--- start of RECORDS FOR THE TASK ---

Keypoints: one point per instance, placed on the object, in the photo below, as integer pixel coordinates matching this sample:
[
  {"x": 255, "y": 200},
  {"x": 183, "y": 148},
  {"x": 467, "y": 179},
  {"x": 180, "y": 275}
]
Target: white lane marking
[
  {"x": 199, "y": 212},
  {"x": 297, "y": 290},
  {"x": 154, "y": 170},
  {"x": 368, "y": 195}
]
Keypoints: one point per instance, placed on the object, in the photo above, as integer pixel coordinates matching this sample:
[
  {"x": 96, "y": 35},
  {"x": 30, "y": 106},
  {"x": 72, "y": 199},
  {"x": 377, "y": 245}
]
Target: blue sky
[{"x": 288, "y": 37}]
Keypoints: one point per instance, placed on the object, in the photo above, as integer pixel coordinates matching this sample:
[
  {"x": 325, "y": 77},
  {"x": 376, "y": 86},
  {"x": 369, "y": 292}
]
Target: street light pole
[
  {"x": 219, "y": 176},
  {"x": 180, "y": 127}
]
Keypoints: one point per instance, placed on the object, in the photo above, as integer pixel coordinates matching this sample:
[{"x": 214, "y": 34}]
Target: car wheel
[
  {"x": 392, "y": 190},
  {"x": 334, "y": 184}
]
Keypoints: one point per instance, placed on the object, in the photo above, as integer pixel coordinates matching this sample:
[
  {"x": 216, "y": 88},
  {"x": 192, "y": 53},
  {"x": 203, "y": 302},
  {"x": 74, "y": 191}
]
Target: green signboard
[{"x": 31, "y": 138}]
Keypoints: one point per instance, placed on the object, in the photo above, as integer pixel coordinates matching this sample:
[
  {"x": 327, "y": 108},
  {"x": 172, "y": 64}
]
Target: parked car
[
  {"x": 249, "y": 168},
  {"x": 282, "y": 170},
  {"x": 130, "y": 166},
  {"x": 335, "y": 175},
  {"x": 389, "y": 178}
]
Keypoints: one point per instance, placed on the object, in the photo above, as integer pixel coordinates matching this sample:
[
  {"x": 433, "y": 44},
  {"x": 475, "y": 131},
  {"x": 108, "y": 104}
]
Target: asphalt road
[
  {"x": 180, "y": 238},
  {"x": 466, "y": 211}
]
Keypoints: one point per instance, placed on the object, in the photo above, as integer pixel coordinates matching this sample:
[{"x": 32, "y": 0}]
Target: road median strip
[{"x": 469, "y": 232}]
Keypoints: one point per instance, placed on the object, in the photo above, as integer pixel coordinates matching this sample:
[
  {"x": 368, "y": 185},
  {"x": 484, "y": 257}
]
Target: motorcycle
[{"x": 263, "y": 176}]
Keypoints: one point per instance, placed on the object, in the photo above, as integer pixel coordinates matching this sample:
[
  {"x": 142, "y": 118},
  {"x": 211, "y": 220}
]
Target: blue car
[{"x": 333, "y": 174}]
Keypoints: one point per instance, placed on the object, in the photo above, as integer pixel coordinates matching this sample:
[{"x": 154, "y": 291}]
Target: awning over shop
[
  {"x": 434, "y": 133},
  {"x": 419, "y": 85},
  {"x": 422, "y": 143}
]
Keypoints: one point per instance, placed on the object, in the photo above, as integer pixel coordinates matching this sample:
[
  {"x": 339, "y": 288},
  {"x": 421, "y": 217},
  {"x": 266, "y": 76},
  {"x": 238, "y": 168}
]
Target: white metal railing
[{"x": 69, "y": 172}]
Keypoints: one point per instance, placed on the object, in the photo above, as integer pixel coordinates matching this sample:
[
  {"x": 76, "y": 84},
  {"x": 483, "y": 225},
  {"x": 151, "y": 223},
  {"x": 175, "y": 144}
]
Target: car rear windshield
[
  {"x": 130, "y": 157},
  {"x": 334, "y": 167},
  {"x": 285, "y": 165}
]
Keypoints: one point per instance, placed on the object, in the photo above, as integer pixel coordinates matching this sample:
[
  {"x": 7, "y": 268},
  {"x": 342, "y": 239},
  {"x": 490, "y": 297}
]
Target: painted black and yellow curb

--- end of RECORDS FOR THE TASK ---

(TASK REQUIREMENTS): Pick out and copy each line of the records above that contains the word "road". Case counts, so only lines with that exact capitalization qualify.

(EXPECTED OUTPUT):
Target: asphalt road
Target: road median strip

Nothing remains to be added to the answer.